[Page excerpt]
# Beavertail Strike 'Elite'



## Luke_WL. (Nov 28, 2012)

Went up Thursday to take some photos and film the hull being pulled on the first carbon Kevlar 'elite series' beavertail strike. Going with a 90 etec for power. The elite package has some very cool goodies and I will wait for the bt team to unveil them but I am very excited for it!


----------



## Creek Runner (Sep 1, 2011)

Very sweet man! I have been talking to Liz about your build as I'm interested in the Elite Strike to. I want to see the numbers 1st. 

Congrats looking forward to the build!


----------



## 8loco (Feb 12, 2012)

Looking good Luke.


----------



## Luke_WL. (Nov 28, 2012)

Thanks! Hey shoot me a text my phone went for a swim


----------



## Creek Runner (Sep 1, 2011)

A little birdie told me this skiff is finished, and you have taken delivery of it. But surely that can't be because we haven't seen any photos of it, lol ;D

Would really like to ask you some questions about it when you get a chance if you don't mind, I will PM you my number.

Thanks
Creek


----------



## 8loco (Feb 12, 2012)

I heard he was headed for flamingo. Possibly a little break in?


----------



## Dillusion (May 21, 2012)

> I heard he was headed for flamingo.  Possibly a little break in?


if this is the same guy as ctmluke on instagram than he did infact go fishing with dan. Skiff looked nice, wish I could afford a 25k skiff!


----------



## Jacob_Johnson (Sep 15, 2010)

Yup, it's the same guy, the skiff is sweet. We went out and got the first slime on it the other day. I don't know much about performance but I think it tops out in the mid 40's, it's a smooth ride and definitely the driest 17' skiff I have ever been on. We were in a 2 foot chop at one point and didnt even feel a drop.


----------



## Sheremeta (Nov 29, 2010)

[Requirement A] Retype the skiff thread from "Very sweet man!" to "Looking good Luke.".

[Task material]

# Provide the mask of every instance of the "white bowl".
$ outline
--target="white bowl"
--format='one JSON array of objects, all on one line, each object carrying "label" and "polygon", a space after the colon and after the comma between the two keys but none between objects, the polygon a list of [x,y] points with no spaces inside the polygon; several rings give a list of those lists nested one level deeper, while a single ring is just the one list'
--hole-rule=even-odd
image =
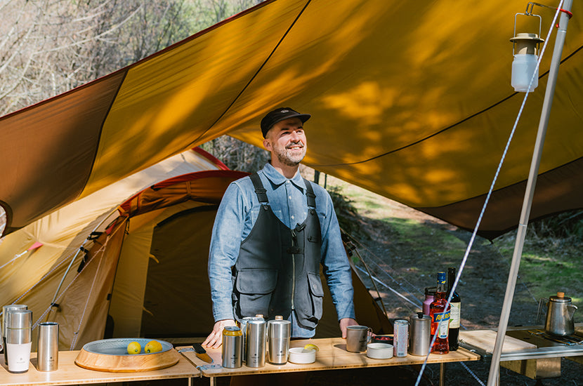
[{"label": "white bowl", "polygon": [[388,343],[369,343],[367,357],[373,359],[388,359],[393,357],[393,345]]},{"label": "white bowl", "polygon": [[316,350],[303,347],[292,347],[289,349],[288,360],[292,364],[313,364],[316,361]]}]

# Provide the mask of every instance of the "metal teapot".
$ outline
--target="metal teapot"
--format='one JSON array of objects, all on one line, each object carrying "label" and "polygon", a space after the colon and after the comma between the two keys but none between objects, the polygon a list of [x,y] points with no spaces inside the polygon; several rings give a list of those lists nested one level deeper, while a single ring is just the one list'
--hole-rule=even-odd
[{"label": "metal teapot", "polygon": [[577,306],[571,304],[570,298],[565,296],[564,292],[558,292],[556,296],[541,299],[539,302],[539,314],[543,304],[546,306],[544,331],[547,333],[558,336],[567,336],[575,333],[573,314],[577,310]]}]

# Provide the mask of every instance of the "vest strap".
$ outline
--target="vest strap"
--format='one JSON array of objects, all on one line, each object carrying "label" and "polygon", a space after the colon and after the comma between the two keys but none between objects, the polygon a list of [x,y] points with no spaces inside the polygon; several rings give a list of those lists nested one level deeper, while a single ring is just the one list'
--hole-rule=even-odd
[{"label": "vest strap", "polygon": [[267,198],[266,189],[263,187],[263,184],[261,183],[261,179],[259,175],[254,173],[249,175],[251,182],[253,182],[253,187],[255,188],[255,194],[257,194],[257,199],[259,200],[259,204],[269,204],[269,200]]},{"label": "vest strap", "polygon": [[303,182],[306,183],[306,197],[308,198],[308,206],[310,208],[315,208],[316,195],[314,194],[314,189],[312,188],[312,184],[306,178],[303,179]]}]

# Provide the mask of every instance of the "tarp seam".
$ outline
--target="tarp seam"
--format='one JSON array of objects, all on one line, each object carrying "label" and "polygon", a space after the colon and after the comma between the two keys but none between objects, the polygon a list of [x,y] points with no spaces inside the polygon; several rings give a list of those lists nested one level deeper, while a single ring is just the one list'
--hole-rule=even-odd
[{"label": "tarp seam", "polygon": [[228,111],[230,109],[230,108],[232,107],[232,105],[235,105],[235,103],[239,100],[239,98],[243,94],[243,93],[245,92],[245,91],[247,89],[247,88],[251,85],[251,82],[253,82],[253,81],[255,80],[255,78],[257,77],[257,76],[259,74],[259,72],[261,72],[261,70],[263,69],[263,67],[266,66],[266,65],[267,65],[267,62],[269,61],[270,59],[271,59],[271,57],[273,56],[273,54],[275,53],[275,51],[277,51],[277,48],[280,47],[281,44],[283,42],[284,39],[286,38],[286,36],[289,33],[289,32],[292,31],[292,29],[294,27],[294,26],[296,25],[296,23],[299,20],[300,17],[302,15],[302,14],[303,14],[303,11],[306,11],[306,8],[308,8],[308,6],[310,5],[310,3],[311,3],[311,2],[312,2],[312,0],[308,0],[308,1],[306,3],[306,5],[303,6],[303,8],[301,8],[301,11],[300,11],[299,13],[298,13],[297,16],[296,16],[296,18],[294,19],[293,22],[292,22],[292,25],[287,28],[287,29],[284,33],[283,36],[282,36],[281,39],[280,39],[280,41],[277,42],[277,44],[275,45],[275,46],[273,48],[273,49],[271,51],[271,52],[268,55],[268,57],[266,58],[266,60],[263,61],[263,62],[261,64],[261,65],[259,66],[259,67],[257,69],[257,71],[256,71],[255,74],[253,74],[253,76],[249,80],[247,84],[245,84],[245,86],[243,86],[243,88],[241,89],[241,91],[239,92],[239,93],[237,94],[237,96],[235,97],[235,99],[233,99],[232,102],[231,102],[229,104],[229,105],[227,106],[227,108],[225,109],[225,111],[223,111],[221,114],[221,115],[218,116],[218,118],[217,118],[215,120],[215,121],[213,122],[211,124],[211,126],[209,126],[209,128],[207,130],[203,131],[197,138],[197,139],[195,140],[195,141],[192,143],[196,143],[197,142],[198,142],[198,140],[200,140],[201,138],[202,138],[207,133],[209,132],[209,130],[211,130],[213,127],[214,127],[214,126],[225,116],[225,114],[227,114],[227,112],[228,112]]},{"label": "tarp seam", "polygon": [[[566,56],[564,59],[563,59],[563,60],[561,61],[561,64],[563,64],[563,62],[565,62],[568,59],[570,59],[570,58],[571,57],[572,57],[574,55],[575,55],[575,54],[576,54],[576,53],[577,53],[579,51],[580,51],[582,49],[583,49],[583,46],[579,46],[578,48],[577,48],[577,49],[576,49],[575,51],[574,51],[572,53],[570,53],[570,54],[569,54],[568,56]],[[542,79],[543,78],[544,78],[545,76],[546,76],[548,74],[549,74],[549,71],[547,70],[547,71],[546,71],[544,74],[542,74],[541,76],[539,76],[539,80],[540,80],[540,79]],[[415,141],[415,142],[411,142],[411,143],[408,143],[408,144],[405,145],[405,146],[402,146],[402,147],[398,147],[398,148],[397,148],[397,149],[393,149],[393,150],[391,150],[391,151],[386,152],[383,153],[383,154],[379,154],[379,155],[377,155],[377,156],[374,156],[374,157],[371,157],[371,158],[369,158],[369,159],[363,159],[362,161],[355,161],[355,162],[346,162],[346,163],[342,163],[342,164],[320,164],[320,165],[318,165],[318,164],[313,164],[313,165],[312,165],[312,166],[313,166],[313,167],[332,167],[332,166],[348,166],[348,165],[358,165],[358,164],[364,164],[364,163],[365,163],[365,162],[368,162],[368,161],[373,161],[373,160],[374,160],[374,159],[378,159],[378,158],[381,158],[381,157],[383,157],[387,156],[387,155],[391,154],[392,154],[392,153],[395,153],[395,152],[400,152],[400,151],[401,151],[401,150],[403,150],[403,149],[407,149],[407,147],[411,147],[412,146],[414,146],[414,145],[418,145],[418,144],[419,144],[419,143],[421,143],[421,142],[424,142],[424,141],[426,141],[426,140],[428,140],[428,139],[430,139],[430,138],[433,138],[433,137],[435,137],[435,135],[439,135],[439,134],[441,134],[442,133],[444,133],[445,131],[448,131],[448,130],[450,130],[450,129],[452,129],[452,128],[454,128],[455,126],[458,126],[458,125],[460,125],[460,124],[463,124],[464,122],[465,122],[465,121],[469,121],[469,120],[470,120],[470,119],[473,119],[473,118],[475,118],[475,117],[478,117],[478,115],[480,115],[480,114],[483,114],[483,113],[486,112],[487,111],[488,111],[488,110],[490,110],[490,109],[493,109],[494,107],[496,107],[496,106],[497,106],[498,105],[500,105],[501,103],[503,103],[504,102],[506,102],[506,100],[508,100],[509,99],[510,99],[510,98],[513,98],[513,97],[516,96],[517,94],[519,94],[519,93],[518,93],[518,92],[516,92],[516,93],[512,93],[512,94],[509,95],[509,96],[507,96],[507,97],[506,97],[506,98],[503,98],[503,99],[502,99],[502,100],[499,100],[499,101],[498,101],[498,102],[497,102],[496,103],[494,103],[493,105],[491,105],[488,106],[487,107],[486,107],[486,108],[483,109],[483,110],[479,111],[479,112],[476,112],[476,113],[474,113],[474,114],[473,114],[472,115],[470,115],[469,117],[466,117],[466,118],[464,118],[464,119],[461,119],[461,121],[457,121],[457,122],[456,122],[456,123],[454,123],[454,124],[452,124],[452,125],[450,125],[450,126],[447,126],[447,127],[443,128],[442,128],[441,130],[440,130],[440,131],[436,131],[436,132],[433,133],[433,134],[431,134],[431,135],[428,135],[428,136],[426,136],[426,137],[424,137],[424,138],[421,138],[420,140],[417,140],[417,141]]]}]

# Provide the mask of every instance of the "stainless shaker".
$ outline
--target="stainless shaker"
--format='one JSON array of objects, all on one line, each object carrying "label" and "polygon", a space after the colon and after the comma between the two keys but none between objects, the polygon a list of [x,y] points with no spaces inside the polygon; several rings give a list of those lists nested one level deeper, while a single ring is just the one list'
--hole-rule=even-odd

[Requirement B] Find every line of the rows that contains the string "metal", and copy each one.

[Written reply A]
Very sweet man! I have been talking to Liz about your build as I'm interested in the Elite Strike to. I want to see the numbers 1st. 

Congrats looking forward to the build!


----------



## 8loco (Feb 12, 2012)

Looking good Luke.

[Written reply B]
# Provide the mask of every instance of the "metal teapot".
--target="metal teapot"
[{"label": "metal teapot", "polygon": [[577,306],[571,304],[570,298],[565,296],[564,292],[558,292],[556,296],[541,299],[539,302],[539,314],[543,304],[546,306],[544,331],[547,333],[558,336],[567,336],[575,333],[573,314],[577,310]]}]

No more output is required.